--- Exercise data ---

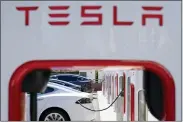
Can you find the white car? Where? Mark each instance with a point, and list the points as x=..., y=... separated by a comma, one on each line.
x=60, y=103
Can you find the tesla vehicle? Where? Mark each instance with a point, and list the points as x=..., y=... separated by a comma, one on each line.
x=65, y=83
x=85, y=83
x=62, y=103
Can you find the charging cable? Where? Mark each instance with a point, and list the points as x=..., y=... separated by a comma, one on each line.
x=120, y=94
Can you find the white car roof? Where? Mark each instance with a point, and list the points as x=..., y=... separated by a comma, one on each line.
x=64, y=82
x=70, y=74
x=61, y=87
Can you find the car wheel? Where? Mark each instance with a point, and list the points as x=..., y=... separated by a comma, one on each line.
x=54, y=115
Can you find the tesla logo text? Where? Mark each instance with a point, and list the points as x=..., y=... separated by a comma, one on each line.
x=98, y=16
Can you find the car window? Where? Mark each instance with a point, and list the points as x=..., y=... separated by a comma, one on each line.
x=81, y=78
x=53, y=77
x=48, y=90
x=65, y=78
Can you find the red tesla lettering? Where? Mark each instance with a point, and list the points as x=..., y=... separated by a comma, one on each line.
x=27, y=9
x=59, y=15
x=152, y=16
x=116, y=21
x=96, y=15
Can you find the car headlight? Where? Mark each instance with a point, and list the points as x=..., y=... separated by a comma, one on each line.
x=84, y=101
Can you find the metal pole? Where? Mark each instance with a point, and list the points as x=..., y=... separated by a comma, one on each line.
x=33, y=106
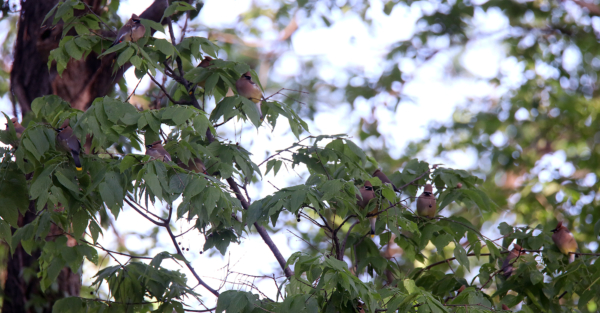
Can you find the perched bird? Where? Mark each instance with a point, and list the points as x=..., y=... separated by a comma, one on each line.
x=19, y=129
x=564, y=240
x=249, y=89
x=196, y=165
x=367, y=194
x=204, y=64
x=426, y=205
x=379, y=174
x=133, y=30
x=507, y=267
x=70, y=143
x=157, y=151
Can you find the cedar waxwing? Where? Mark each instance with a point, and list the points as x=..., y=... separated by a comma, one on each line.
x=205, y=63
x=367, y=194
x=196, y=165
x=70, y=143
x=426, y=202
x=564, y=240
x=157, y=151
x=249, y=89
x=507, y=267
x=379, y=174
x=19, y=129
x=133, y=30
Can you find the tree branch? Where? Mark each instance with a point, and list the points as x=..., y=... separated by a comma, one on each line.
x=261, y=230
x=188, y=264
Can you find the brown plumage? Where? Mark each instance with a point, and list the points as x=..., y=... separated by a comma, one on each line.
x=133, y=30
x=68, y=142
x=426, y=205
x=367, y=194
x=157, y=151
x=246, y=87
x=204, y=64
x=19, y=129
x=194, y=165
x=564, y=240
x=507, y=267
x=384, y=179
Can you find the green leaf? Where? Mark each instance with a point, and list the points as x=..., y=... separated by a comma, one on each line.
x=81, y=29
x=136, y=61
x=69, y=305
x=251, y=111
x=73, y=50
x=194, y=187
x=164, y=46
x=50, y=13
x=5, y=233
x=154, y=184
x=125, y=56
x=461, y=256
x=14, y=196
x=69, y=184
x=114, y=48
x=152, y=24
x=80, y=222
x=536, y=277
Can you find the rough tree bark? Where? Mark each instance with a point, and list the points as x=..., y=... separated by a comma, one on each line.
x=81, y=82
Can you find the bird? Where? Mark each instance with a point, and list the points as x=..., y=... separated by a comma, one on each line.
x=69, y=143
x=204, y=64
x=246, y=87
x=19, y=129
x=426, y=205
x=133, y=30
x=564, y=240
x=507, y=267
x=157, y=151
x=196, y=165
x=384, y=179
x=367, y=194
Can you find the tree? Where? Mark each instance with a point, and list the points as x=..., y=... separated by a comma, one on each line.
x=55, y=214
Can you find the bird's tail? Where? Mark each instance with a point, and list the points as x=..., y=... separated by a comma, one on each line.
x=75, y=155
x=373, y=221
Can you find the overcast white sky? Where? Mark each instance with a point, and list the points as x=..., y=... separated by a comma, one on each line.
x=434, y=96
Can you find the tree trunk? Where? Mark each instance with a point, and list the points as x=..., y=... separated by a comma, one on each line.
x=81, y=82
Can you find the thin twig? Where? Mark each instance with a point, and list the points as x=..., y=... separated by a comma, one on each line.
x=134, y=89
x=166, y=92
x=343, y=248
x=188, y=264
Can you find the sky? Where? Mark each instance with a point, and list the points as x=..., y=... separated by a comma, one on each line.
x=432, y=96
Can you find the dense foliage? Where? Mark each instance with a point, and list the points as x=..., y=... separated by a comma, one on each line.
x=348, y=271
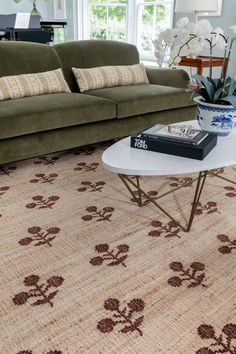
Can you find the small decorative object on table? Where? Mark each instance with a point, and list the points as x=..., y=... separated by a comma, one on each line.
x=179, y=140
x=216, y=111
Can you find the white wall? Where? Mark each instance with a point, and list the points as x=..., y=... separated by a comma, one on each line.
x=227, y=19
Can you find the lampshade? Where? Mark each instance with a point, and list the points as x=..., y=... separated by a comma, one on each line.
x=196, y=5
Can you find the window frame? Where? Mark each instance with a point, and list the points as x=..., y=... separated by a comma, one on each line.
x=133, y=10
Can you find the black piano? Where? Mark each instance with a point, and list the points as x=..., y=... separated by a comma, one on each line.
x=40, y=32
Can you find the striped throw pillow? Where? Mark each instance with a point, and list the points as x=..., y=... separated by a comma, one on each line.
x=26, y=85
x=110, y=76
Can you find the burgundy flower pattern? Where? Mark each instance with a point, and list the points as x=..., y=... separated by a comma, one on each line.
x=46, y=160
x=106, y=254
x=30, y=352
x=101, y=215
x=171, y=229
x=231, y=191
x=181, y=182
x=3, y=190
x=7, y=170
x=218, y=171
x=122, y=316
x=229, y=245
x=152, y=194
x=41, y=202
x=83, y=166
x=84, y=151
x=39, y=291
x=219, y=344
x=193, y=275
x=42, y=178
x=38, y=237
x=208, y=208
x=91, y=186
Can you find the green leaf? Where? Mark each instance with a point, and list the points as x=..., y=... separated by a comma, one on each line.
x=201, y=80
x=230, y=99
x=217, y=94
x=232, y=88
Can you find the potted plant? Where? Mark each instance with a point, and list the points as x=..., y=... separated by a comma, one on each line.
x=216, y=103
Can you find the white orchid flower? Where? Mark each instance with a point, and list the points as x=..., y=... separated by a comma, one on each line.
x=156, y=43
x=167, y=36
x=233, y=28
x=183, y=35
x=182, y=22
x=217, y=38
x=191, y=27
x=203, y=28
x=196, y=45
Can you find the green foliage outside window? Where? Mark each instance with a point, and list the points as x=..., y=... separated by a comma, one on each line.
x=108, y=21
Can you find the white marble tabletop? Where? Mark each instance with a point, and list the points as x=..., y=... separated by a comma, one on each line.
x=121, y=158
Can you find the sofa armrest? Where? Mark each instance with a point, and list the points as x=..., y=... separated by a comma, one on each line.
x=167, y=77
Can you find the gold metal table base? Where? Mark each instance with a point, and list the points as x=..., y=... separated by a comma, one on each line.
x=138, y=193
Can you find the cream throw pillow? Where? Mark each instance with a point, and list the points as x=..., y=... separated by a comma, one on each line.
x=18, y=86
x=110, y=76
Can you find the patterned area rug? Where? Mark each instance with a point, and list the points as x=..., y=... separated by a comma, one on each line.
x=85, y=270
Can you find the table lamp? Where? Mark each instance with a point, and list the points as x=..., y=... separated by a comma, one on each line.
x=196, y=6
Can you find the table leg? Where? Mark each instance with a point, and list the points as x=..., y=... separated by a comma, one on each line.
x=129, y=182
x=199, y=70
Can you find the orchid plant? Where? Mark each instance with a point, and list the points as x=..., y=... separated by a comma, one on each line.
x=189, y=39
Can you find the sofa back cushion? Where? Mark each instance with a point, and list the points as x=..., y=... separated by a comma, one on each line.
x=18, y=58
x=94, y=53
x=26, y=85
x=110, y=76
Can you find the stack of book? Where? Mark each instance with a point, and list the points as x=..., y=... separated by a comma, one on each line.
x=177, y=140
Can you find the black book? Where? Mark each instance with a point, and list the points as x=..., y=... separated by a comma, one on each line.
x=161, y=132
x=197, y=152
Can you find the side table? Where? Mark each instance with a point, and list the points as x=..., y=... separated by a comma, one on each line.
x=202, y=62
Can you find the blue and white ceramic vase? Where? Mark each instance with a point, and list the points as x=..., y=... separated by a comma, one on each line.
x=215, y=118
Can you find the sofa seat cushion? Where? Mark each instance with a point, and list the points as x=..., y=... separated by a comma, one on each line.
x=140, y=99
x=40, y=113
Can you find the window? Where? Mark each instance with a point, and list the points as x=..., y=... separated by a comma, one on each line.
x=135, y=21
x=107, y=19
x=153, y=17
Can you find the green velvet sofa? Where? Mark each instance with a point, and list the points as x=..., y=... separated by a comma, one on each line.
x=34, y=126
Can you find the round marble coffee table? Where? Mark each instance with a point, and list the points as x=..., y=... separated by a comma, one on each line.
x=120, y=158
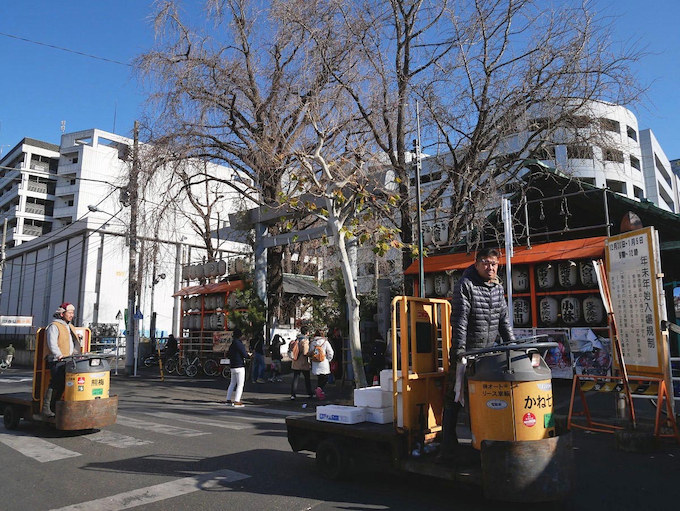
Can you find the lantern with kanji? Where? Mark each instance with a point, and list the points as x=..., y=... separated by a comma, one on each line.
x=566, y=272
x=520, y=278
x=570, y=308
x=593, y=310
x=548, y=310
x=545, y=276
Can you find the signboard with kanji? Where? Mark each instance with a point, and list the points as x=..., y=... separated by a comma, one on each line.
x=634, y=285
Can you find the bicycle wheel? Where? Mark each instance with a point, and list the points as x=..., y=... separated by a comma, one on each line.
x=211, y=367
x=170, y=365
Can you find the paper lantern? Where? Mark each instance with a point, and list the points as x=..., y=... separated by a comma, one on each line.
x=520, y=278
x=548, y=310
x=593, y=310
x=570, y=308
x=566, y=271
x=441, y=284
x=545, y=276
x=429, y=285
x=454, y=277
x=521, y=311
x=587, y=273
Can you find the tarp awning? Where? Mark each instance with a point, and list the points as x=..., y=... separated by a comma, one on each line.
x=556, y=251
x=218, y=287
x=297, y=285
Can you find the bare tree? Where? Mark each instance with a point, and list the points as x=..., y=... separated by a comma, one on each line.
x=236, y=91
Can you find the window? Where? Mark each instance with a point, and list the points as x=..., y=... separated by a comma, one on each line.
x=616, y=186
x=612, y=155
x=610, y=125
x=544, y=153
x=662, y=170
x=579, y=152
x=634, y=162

---

> **Problem statement**
Reproduce the lines from the one containing "Can you find the signboard" to the end of the entries, keeping both ends and adding nothing.

> **Solution**
Can you find the signboard with kanji? Where? Mark each instance with a point, and list the points as x=..., y=... separated by a comma, one on each line.
x=634, y=285
Can you find the bicycle wheel? Where? Mark each instance with a point, and list the points as x=..., y=... separated by a comma, one on each line.
x=211, y=367
x=170, y=365
Can you find the paper lantern? Where? Mark each instance with a point, and list the points as x=..., y=... separated by a comma, one on each line.
x=520, y=278
x=548, y=310
x=593, y=310
x=570, y=308
x=566, y=271
x=441, y=284
x=545, y=276
x=429, y=285
x=454, y=277
x=521, y=311
x=587, y=273
Can you find the tarp awning? Where? Mark each instance with a point, and list the points as x=..., y=... separated by a comma, one on each line.
x=556, y=251
x=218, y=287
x=297, y=285
Can you find the bare tree? Where? Mark each instance with a point, and list the points as x=..., y=... separated by a comma, one on each line.
x=236, y=91
Can you find the window? Where? Mark each instance with a point, and list the points as x=..., y=... separated by a comma, one on each line.
x=616, y=186
x=612, y=155
x=610, y=125
x=544, y=153
x=662, y=170
x=579, y=152
x=634, y=162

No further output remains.